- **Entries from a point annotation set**
^^^^^^^^

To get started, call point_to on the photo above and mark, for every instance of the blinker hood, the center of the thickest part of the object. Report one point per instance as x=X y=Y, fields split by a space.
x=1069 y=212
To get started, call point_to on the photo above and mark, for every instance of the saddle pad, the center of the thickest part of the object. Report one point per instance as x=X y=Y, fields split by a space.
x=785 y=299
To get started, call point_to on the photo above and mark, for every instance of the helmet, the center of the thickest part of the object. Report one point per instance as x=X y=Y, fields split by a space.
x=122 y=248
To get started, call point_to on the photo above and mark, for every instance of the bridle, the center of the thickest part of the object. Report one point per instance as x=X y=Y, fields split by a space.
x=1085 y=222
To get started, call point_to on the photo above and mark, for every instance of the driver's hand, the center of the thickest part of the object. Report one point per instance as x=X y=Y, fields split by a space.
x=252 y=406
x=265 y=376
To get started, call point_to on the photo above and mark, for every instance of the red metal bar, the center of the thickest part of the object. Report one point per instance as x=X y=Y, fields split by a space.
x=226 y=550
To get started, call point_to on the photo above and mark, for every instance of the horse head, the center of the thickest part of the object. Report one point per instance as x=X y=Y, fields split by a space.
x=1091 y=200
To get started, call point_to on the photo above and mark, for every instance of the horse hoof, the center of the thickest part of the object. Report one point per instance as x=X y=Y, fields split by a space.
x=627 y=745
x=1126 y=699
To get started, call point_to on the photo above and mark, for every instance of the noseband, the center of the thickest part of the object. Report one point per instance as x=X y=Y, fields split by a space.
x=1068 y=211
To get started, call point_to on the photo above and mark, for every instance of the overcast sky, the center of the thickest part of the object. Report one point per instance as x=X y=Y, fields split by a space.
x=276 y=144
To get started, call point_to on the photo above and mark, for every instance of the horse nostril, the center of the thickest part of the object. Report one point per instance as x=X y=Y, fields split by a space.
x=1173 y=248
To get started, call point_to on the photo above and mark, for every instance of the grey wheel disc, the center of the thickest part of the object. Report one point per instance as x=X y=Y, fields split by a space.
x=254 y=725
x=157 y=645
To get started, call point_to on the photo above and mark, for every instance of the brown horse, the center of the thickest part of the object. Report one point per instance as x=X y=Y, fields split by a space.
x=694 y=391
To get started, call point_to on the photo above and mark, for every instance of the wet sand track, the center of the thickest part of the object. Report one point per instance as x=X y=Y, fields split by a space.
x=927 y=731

^^^^^^^^

- **EXERCISE REQUIREMENTS**
Update the whole listing above by swapping "thickest part" for "widest part" everywhere it appears. Keep every other word and line the same.

- **RESULT OF THIS TASK**
To get started, call point_to on the photo above and mark, for every instance of the blinker hood, the center of the widest part of the object. Report one point per instance as x=X y=Y, fields split by a space.
x=1069 y=212
To get started, call point_to on the photo above and mark, for every instance of the saddle pad, the center of the widest part of the object. Report one point per instance as x=X y=Y, fields split by a space.
x=785 y=299
To get started, call point_to on the photo above and mark, for every instance of the helmet, the center of the widest part of the object. Report one point per instance as x=X y=Y, fields split by a space.
x=122 y=248
To get started, call point_to on the photo above and mark, for every instance of the bridle, the center of the widest part of the object. Report one point per instance as x=X y=Y, fields split by a space.
x=1085 y=222
To get started, call point_to on the photo above and mark, for every instance of the driver's hand, the center of the widest part of the object. Report one point per instance as x=X y=Y, fields split by a space.
x=252 y=406
x=265 y=376
To get started, call point_to on the photo above and mark, for every instance of the red metal bar, the center of the widest part of the object. Report one point per instance as x=X y=Y, fields split by a space.
x=226 y=550
To get started, call point_to on the photo above and mark, for every instance of the horse head, the center of the widest part of the object. Report one point per instance as x=X y=Y, fields split by a space.
x=1091 y=200
To get started, call point_to on the photo above and mark, for every instance of the horse hoof, the center of the widest part of the object. Report one point per instance as x=X y=Y, fields split by a space.
x=627 y=745
x=1126 y=699
To get started, call point_to on the photo above and mark, for every instance of the noseband, the center of the widest part of the object. Report one point per instance as x=X y=Y, fields split by a space.
x=1068 y=211
To get started, call point_to on the photo above and mark, for every instance of the overcast sky, the center of the widest part of the object. Report one point per instance as x=X y=Y, fields split by a space.
x=276 y=144
To get started, call point_to on the photo above and mark, for every instance of the horse nostril, the center of the widest part of the object. Report one point per instance as x=X y=Y, fields split by a space.
x=1173 y=248
To get started, call point_to on the photo above and mark, for every instance of the grey wheel disc, the center of the widest part of the object. Report one point per instance as x=X y=Y, fields split by a space.
x=254 y=725
x=157 y=645
To get started, call point_to on the photo above and mark, for every instance of the brown horse, the center of the widest part of the object. Report one point per instance as x=X y=Y, fields split by a space.
x=694 y=391
To get started, call point_to on the photo above and mark, for every instance of the wet sand track, the center of the widest part of the object. Report one point per instance as x=X y=Y, fields split by a space.
x=927 y=731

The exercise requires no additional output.